_DESCRIPTION OF THE TASK_
For the entries below, report the number of lines containing "mascot", without any other content.

※ ※ ※

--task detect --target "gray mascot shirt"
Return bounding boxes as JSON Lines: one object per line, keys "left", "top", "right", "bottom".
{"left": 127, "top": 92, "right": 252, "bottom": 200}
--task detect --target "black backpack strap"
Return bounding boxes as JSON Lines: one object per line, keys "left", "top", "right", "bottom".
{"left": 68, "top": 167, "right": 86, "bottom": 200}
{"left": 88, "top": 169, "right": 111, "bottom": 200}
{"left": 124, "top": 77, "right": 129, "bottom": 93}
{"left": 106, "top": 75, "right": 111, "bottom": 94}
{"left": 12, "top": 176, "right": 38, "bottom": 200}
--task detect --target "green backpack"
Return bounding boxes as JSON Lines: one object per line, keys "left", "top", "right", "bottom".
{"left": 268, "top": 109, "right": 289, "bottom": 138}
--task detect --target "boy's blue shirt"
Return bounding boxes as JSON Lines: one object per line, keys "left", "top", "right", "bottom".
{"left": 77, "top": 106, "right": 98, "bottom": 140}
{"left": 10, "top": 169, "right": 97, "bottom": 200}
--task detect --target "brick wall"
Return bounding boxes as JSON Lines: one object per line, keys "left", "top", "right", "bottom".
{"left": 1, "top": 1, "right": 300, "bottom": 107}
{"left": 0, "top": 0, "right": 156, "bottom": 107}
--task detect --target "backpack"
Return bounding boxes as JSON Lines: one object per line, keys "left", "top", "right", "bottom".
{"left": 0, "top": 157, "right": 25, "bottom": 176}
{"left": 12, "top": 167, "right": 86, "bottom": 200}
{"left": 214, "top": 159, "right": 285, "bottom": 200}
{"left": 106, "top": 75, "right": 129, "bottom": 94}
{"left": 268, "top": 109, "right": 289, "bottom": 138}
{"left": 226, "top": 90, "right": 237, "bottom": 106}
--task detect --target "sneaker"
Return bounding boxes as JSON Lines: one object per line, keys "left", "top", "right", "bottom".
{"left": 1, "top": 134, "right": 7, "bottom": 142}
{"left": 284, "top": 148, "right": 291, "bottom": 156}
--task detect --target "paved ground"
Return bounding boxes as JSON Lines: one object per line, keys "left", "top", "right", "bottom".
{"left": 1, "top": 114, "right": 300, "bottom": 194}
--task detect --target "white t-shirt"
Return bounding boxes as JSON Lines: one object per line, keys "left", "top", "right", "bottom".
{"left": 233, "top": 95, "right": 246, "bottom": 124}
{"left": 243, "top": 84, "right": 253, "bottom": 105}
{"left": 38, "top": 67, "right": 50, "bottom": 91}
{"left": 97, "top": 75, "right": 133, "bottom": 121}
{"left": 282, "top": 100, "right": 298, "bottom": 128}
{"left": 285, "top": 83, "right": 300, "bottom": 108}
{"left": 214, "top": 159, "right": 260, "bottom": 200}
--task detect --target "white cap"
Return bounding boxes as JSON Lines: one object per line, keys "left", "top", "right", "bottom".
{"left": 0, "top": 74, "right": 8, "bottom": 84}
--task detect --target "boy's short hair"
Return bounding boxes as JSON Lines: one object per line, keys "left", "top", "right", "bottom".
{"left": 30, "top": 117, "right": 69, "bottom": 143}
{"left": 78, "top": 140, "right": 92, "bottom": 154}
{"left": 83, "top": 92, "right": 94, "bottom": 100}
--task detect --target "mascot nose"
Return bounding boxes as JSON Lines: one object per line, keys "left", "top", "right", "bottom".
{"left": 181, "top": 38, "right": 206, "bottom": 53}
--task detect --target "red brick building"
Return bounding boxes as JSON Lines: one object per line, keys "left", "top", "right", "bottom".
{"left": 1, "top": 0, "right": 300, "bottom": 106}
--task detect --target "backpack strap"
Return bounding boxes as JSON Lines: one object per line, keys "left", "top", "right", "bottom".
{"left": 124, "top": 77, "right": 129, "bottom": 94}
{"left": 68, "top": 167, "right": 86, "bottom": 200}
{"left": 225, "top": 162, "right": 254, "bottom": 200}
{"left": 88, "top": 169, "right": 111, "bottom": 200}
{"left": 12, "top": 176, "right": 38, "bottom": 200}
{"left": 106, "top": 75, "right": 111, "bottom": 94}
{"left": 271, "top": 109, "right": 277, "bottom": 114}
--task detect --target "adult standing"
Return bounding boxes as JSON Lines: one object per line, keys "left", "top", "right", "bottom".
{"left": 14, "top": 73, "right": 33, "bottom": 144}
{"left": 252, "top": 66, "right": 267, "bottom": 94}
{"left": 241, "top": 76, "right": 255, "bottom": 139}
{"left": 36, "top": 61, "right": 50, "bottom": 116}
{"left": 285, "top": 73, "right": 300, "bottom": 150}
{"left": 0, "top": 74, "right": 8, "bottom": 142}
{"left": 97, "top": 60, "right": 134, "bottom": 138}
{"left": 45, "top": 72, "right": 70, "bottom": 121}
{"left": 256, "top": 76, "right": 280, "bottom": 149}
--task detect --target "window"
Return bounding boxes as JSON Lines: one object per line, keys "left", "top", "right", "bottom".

※ ※ ※

_OUTPUT_
2